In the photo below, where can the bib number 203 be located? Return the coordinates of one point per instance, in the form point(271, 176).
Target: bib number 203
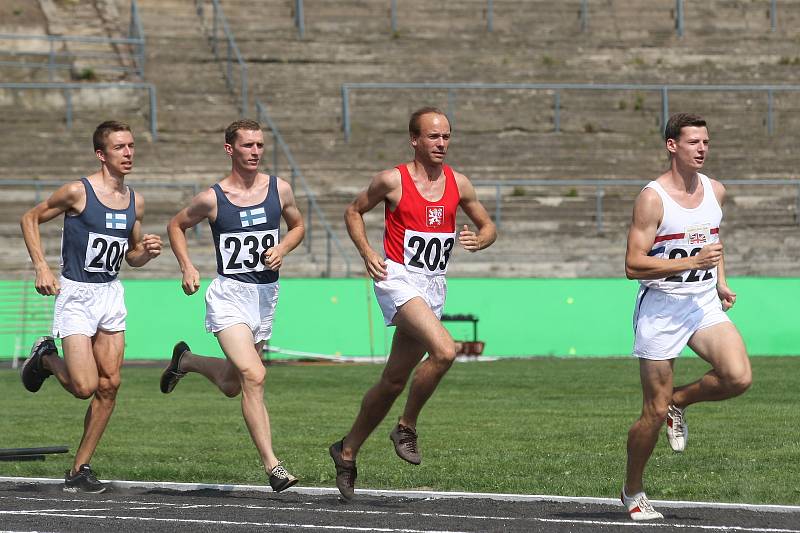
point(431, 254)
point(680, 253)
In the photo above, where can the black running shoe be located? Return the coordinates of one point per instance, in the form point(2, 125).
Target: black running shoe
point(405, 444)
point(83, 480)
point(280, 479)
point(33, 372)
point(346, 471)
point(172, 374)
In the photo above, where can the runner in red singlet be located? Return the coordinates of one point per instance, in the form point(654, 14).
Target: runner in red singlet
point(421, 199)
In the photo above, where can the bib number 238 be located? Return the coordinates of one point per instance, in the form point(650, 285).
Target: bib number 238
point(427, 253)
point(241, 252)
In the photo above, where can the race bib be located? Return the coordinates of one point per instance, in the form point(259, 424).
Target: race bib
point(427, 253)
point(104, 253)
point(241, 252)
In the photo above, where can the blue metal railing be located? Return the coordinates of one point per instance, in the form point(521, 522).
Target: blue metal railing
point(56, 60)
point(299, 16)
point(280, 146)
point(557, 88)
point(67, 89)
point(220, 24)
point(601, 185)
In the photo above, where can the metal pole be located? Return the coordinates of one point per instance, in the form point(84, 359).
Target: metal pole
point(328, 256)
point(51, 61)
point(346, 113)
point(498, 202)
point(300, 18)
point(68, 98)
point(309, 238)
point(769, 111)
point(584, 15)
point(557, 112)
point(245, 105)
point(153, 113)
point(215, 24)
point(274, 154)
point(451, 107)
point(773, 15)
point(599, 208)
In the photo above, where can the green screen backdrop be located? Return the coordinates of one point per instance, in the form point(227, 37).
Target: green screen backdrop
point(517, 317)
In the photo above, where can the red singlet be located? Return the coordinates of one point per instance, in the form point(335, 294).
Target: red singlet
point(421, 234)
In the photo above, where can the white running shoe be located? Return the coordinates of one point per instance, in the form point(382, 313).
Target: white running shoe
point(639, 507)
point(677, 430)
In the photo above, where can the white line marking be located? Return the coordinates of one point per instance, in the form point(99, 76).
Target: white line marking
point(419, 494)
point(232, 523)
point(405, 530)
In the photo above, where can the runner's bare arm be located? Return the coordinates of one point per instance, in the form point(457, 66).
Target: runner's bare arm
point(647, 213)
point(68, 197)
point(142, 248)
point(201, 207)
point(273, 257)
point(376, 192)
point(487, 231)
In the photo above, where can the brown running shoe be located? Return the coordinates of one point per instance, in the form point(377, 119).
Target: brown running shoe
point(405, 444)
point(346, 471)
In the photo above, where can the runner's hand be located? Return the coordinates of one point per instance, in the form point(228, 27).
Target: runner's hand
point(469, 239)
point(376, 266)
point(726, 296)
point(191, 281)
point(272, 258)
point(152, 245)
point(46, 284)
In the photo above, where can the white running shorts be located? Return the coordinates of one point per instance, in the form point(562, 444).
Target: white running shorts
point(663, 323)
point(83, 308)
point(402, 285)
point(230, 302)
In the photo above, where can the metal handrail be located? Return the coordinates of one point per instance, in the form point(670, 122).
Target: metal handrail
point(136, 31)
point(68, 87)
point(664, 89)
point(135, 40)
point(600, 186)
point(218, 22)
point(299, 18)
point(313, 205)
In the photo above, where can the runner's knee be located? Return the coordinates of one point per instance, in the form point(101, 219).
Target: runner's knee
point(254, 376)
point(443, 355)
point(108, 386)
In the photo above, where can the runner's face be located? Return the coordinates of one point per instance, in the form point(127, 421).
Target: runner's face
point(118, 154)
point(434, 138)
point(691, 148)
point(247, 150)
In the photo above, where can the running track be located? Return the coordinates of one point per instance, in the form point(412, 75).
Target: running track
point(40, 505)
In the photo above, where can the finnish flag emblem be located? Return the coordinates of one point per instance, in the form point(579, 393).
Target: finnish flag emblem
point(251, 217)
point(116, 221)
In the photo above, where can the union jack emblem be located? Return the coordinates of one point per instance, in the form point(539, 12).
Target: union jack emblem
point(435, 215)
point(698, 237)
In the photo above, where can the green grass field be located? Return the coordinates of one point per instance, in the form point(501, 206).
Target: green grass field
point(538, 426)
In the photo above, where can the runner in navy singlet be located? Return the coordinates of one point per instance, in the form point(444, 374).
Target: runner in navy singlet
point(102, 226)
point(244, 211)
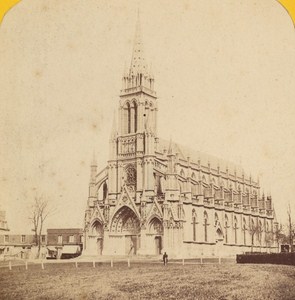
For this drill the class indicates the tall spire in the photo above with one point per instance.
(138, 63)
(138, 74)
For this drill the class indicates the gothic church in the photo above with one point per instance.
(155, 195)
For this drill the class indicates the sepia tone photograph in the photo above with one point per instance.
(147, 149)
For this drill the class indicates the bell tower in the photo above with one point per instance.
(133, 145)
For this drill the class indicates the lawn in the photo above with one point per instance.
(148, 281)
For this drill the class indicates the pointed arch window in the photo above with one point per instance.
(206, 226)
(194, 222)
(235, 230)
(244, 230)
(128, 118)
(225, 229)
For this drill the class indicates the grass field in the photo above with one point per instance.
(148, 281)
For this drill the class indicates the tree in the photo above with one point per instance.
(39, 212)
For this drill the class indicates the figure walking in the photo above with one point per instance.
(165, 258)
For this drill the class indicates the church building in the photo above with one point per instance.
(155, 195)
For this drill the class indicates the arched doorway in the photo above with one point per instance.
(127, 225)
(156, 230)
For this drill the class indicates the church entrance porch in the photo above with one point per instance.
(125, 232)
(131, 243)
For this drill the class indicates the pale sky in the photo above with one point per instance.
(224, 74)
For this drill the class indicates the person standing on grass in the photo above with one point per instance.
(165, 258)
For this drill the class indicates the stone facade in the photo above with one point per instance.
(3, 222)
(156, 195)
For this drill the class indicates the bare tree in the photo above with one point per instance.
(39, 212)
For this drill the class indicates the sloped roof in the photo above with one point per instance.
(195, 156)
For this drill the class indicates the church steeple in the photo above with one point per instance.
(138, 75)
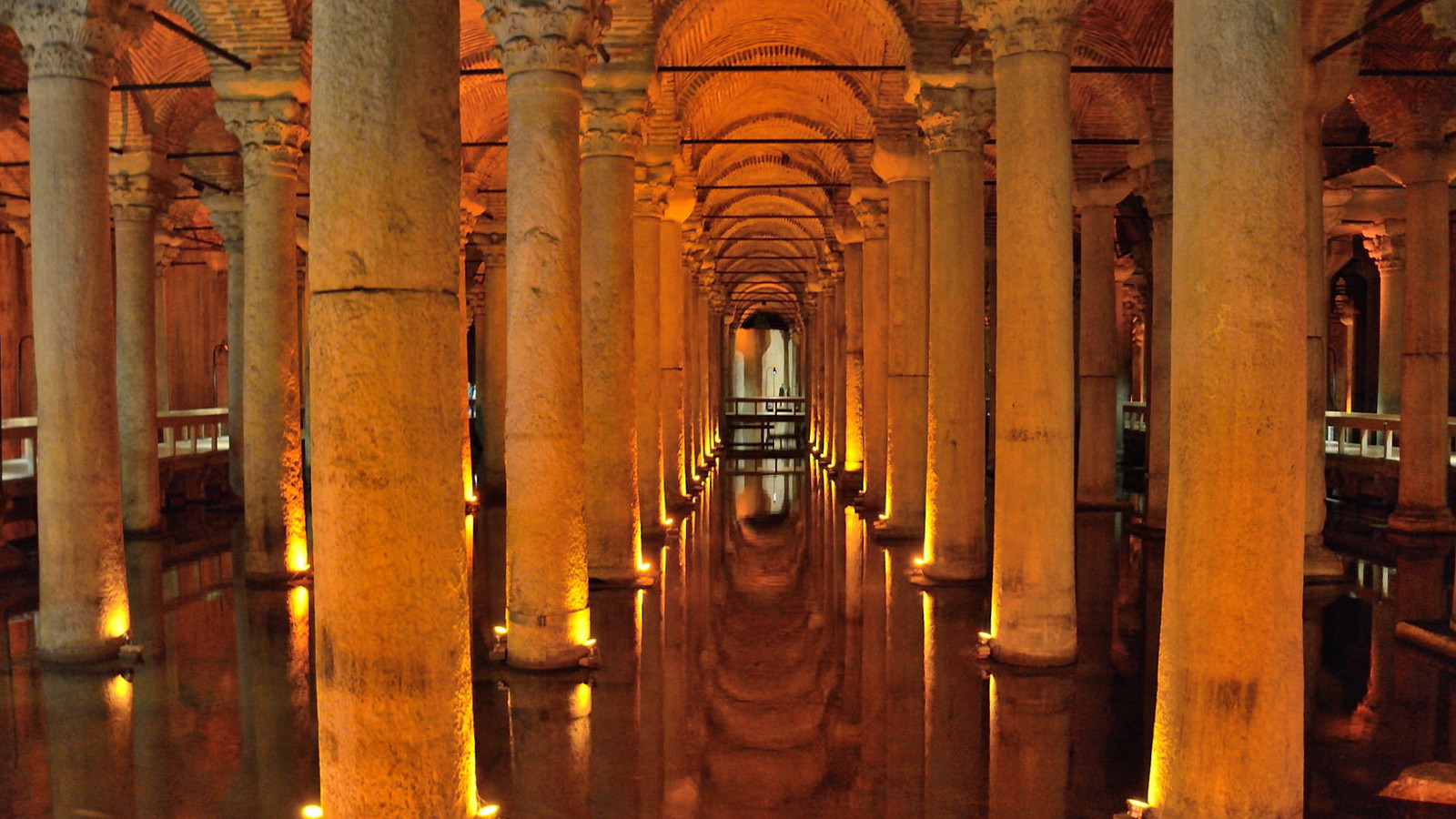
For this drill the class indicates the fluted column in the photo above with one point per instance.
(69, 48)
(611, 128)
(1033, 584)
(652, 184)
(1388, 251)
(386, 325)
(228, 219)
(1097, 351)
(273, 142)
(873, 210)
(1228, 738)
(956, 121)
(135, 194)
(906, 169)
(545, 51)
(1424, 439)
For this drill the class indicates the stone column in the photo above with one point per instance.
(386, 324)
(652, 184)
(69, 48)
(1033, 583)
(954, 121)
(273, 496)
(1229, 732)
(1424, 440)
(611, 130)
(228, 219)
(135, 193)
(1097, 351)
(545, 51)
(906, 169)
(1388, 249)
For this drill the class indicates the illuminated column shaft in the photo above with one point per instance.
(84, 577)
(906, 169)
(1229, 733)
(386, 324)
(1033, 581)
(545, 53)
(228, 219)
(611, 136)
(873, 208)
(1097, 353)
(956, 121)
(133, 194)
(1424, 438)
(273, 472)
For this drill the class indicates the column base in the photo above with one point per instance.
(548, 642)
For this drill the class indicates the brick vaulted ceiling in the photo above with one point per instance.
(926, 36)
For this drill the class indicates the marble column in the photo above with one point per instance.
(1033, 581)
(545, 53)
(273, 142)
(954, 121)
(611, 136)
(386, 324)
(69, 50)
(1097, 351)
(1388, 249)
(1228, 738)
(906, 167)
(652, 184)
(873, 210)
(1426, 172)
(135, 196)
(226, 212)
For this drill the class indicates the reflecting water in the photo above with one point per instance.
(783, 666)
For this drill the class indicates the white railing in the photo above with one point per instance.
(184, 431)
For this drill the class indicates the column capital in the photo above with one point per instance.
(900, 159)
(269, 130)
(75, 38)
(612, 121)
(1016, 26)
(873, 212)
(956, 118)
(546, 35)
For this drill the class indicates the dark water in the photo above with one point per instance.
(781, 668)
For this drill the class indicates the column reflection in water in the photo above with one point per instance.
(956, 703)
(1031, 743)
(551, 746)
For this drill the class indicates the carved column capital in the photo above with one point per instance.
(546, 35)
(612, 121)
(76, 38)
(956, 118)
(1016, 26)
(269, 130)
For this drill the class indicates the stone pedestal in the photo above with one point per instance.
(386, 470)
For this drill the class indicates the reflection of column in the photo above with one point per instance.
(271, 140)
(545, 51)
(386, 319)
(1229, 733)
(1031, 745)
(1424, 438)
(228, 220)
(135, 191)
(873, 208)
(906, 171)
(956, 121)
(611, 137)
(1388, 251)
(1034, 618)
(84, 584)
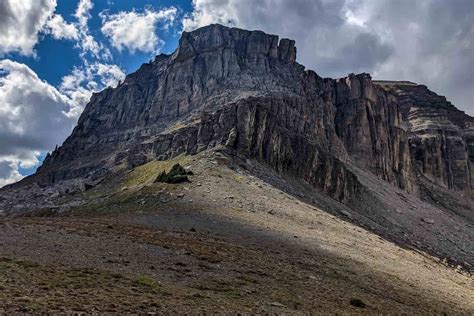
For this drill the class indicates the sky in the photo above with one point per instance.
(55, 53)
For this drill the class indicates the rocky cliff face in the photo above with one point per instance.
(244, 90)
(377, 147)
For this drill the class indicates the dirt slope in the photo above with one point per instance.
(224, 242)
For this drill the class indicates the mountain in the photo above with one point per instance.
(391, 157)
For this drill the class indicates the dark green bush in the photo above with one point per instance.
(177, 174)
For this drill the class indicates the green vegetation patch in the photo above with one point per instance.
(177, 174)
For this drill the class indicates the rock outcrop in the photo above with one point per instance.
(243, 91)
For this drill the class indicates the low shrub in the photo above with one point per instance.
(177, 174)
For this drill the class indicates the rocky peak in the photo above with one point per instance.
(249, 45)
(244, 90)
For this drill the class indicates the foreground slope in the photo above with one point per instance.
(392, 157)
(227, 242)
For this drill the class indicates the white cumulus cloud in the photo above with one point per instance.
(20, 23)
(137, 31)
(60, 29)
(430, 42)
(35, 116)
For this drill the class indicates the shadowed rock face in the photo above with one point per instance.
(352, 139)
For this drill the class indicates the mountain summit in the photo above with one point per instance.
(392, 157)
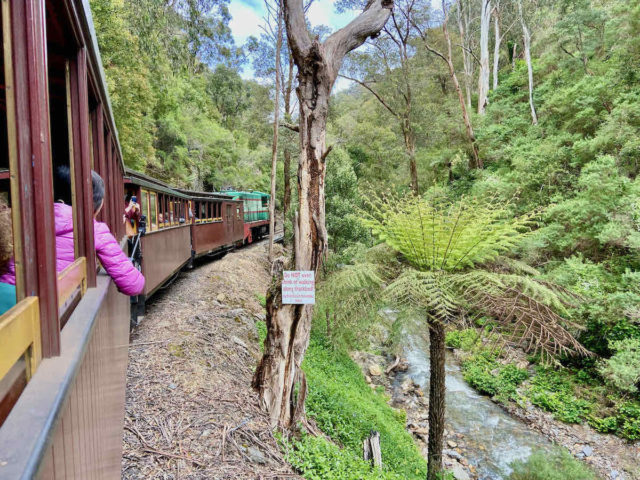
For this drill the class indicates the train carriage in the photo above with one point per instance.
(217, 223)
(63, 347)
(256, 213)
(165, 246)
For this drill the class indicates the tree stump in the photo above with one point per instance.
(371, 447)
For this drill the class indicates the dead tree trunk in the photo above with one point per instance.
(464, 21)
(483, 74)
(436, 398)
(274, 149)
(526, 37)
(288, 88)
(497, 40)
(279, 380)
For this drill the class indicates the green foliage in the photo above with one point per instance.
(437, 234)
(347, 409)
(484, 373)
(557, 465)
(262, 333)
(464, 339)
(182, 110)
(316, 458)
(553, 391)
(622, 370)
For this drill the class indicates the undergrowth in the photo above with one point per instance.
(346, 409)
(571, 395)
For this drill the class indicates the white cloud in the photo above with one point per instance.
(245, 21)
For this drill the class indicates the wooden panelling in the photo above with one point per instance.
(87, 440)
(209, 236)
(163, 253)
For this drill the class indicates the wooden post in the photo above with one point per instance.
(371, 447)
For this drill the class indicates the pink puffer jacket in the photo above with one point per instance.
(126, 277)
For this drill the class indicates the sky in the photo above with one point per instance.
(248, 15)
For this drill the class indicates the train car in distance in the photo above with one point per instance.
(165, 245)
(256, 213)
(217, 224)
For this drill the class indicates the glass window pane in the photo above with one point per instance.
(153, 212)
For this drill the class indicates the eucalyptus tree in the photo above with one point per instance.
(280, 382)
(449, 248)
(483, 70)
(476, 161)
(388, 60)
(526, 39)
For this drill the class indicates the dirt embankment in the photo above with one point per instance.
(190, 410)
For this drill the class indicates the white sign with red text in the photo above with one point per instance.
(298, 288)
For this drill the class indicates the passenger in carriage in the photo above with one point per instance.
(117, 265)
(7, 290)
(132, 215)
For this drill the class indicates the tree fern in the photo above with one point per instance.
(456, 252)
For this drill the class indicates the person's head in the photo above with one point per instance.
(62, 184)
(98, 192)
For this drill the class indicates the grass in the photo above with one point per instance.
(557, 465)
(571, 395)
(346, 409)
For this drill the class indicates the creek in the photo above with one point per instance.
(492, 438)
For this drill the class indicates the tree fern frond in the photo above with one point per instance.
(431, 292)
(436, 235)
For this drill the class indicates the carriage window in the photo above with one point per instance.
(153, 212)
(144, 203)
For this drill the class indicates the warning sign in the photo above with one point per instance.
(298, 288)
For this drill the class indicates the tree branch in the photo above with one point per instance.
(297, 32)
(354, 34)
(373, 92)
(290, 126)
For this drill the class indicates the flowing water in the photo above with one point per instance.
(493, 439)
********
*Task instructions*:
Please return everything from the start of the records down to the line that contains "point(680, 253)", including both ends. Leave the pictures out of your answer.

*Task answer*:
In the photo below, where can the bib number 203 be located? Return the coordinates of one point per instance, in the form point(271, 176).
Target: bib number 203
point(431, 254)
point(680, 253)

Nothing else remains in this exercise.